New Fears vs. Old Fears
Anyone who claims that they have never been deeply hurt or had any fears is lying
to you and themselves. No one and mean no one gets through life without
experiencing both. It is part of the human condition, and it’s not going away anytime
We are hard-wired to feel fear which was originally essential for our very existence.
Back in the caveman days, you could turn a corner and be faced with a man-eating
dinosaur. Your brain would sum up the situation and trigger one of two reactions.
You either fought the dinosaur or tried to outrun it. It was a straightforward, concise
system that worked for millions of years. The problem is it no longer works in
modern-day society. We have become the top predator in the food chain and no
longer worry about being eaten by a much larger aggressive beast.
Now the “predator” in early childhood is our parents or perhaps another adult. And
under extreme conditions of emotional abuse, abandonment, or trauma, we resort
back to the same fight or flight self-protective state. Once in a therapist’s office as an
adult, the therapist asked me to go back to the age of seven years old. When I did, as
I was sitting there in her office; my feet started going up and down as if I were trying
to run. I told her that I was hiding in a closet and was scared to death of my Father.
He was emotionally and verbally abusive, and I was hiding from him in a closet. She
asked me why my feet were moving, and I said I want to run and get away. She
reminded me that I was safe now, but I still couldn’t stop moving my legs. This is a
perfect example of a fight or flight response.
The Fragility of Being Human
As we get older and experience life, we all make wrong choices, feel disappointment
in others, ourselves, and experience emotional pain, including heartbreak. Those of
us who didn’t get the proper mirroring from our parents and the permission to
express our feelings had no choice but to suppress them. The question is if we
couldn’t talk about them and be afraid to feel them because we got the message that
they were not important or valid, then where did they go?
The answer is they got pushed down and stored in our bodies. If we start doing this
in early childhood, the odds are we will continue to do so throughout our adult life.
With time, these stored emotions become trapped in certain parts of our bodies and
physically affect us.

EXTRACTED RECORDS:
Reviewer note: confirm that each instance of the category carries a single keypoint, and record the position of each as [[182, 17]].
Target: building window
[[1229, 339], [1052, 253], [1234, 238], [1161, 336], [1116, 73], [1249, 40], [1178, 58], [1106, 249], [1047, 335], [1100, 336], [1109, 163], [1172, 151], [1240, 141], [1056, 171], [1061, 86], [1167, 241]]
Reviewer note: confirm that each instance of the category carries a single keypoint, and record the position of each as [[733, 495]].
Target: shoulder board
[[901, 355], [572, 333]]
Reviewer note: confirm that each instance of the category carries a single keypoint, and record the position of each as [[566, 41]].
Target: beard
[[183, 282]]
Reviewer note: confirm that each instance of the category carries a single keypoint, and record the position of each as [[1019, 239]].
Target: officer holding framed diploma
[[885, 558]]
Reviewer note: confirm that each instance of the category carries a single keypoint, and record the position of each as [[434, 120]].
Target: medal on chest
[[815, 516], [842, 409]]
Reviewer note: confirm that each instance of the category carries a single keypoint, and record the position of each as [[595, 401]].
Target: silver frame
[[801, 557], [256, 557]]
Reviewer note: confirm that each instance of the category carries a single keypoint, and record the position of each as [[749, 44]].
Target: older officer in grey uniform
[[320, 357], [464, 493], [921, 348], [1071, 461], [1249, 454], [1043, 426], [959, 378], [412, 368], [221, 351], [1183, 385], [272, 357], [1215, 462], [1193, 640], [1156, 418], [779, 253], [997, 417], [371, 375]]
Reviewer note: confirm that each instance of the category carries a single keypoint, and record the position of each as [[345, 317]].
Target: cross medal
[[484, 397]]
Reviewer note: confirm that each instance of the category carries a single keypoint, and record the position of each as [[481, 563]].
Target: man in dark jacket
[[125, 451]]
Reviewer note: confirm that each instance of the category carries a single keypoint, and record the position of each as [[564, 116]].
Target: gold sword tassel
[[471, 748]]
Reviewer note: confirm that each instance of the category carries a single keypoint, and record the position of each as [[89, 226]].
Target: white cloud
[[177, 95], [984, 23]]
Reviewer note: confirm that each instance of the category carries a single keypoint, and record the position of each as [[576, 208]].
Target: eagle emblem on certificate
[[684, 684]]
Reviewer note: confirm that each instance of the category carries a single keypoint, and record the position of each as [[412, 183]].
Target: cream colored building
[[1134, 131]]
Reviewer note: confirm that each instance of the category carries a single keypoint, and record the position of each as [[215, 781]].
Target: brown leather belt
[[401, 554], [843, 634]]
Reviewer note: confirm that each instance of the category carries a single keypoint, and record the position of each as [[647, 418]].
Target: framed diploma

EXERCISE REQUIREMENTS:
In the essay on new and old fears, what did the writer's feet start doing in the therapist's office?

WRITTEN ANSWER:
They started going up and down as if the writer were trying to run.